## [Exercise prompt]
Reproduce the conversation below about capital versus operating expenses word for word and in full.

Sorry. And you're, you're making an assumption of what that future need is going to be. So you're saying or you're using it or not. Yeah. And it's wasteful. It is wasteful. That's the problem. Yeah. So OPEX is the, if you want to say the exact opposite where it's, um, it's an operating expense. So as soon as you spend it, it's an operating expense on your books and it goes out. And the accounting litmus test for that is, is there anything useful left at the end of the, what you produced or what you spent money on. So if you, so in the cloud concept, this is what accountants struggle with all the time is um, we get it from our customers is, you know, we, how do we, how do we recognize this on our books? So it's now you, you pay for the consumption that you used in the last 30 days. So you get your monthly bill for Azure consumption. There's no useful life. Like you've now spent that money, there's nothing left that you could turn off all those resources, delete everything. I'll, all the storage, you've got nothing left. So that is an operating expense cause it was okay, we had to spend that money, it spent done, there's nothing lapped. Whereas capital, you've spent the money, you could turn off the server, put it in, it's got some useful ass value so you can put it in the closet or whatever and dust it off. And then pull it out later. It has some useful life. So that's very simplistic view of capex versus OPEX. Yup. Okay. I didn't think we had that on our list part.

Speaker 1:

We didn't get into some accounting terms. No, I mean I just figured, yeah, just in case. I mean, you know, it's always funny when you do a terms or a, you know, a terminology discussion because you inevitably go down this rabbit hole because you're using[inaudible]

Speaker 2:

terms to describe terms to describe terms and so on and so forth.

## [Listed entries]
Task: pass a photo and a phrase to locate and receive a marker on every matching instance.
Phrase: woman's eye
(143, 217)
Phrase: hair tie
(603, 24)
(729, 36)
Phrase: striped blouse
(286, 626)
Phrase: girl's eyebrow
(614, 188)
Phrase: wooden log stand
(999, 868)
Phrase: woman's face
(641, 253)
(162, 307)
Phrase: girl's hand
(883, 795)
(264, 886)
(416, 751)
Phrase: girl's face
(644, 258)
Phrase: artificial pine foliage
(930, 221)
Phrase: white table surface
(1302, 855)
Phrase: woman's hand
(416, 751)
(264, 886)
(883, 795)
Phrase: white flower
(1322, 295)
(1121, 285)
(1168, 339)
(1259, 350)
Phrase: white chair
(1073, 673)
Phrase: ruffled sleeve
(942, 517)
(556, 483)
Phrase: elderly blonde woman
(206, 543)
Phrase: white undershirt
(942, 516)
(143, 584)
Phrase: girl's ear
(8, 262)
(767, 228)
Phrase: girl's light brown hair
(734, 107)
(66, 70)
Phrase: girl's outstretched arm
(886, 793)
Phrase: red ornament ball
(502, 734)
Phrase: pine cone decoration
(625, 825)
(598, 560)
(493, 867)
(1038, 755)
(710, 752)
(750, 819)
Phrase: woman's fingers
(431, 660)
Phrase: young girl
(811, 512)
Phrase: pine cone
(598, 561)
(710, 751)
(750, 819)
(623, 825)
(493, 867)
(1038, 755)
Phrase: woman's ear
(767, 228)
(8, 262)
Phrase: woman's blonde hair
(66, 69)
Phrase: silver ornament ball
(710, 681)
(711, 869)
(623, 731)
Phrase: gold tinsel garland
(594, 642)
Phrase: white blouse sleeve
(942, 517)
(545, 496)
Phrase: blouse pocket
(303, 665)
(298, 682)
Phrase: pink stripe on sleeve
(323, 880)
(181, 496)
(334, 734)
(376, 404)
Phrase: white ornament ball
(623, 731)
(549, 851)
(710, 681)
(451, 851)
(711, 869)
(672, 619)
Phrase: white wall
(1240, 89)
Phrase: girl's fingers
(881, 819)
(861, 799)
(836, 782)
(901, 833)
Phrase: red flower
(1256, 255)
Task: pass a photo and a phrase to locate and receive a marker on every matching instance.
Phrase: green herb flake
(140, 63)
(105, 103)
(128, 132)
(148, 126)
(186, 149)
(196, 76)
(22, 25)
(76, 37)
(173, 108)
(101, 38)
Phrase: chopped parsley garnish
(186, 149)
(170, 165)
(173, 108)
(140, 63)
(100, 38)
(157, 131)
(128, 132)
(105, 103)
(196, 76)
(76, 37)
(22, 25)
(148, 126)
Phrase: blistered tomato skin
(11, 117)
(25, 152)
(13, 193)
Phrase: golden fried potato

## [Result]
Sorry. And you're, you're making an assumption of what that future need is going to be. So you're saying or you're using it or not. Yeah. And it's wasteful. It is wasteful. That's the problem. Yeah. So OPEX is the, if you want to say the exact opposite where it's, um, it's an operating expense. So as soon as you spend it, it's an operating expense on your books and it goes out. And the accounting litmus test for that is, is there anything useful left at the end of the, what you produced or what you spent money on. So if you, so in the cloud concept, this is what accountants struggle with all the time is um, we get it from our customers is, you know, we, how do we, how do we recognize this on our books? So it's now you, you pay for the consumption that you used in the last 30 days. So you get your monthly bill for Azure consumption. There's no useful life. Like you've now spent that money, there's nothing left that you could turn off all those resources, delete everything. I'll, all the storage, you've got nothing left. So that is an operating expense cause it was okay, we had to spend that money, it spent done, there's nothing lapped. Whereas capital, you've spent the money, you could turn off the server, put it in, it's got some useful ass value so you can put it in the closet or whatever and dust it off. And then pull it out later. It has some useful life. So that's very simplistic view of capex versus OPEX. Yup. Okay. I didn't think we had that on our list part.

Speaker 1:

We didn't get into some accounting terms. No, I mean I just figured, yeah, just in case. I mean, you know, it's always funny when you do a terms or a, you know, a terminology discussion because you inevitably go down this rabbit hole because you're using[inaudible]

Speaker 2:

terms to describe terms to describe terms and so on and so forth.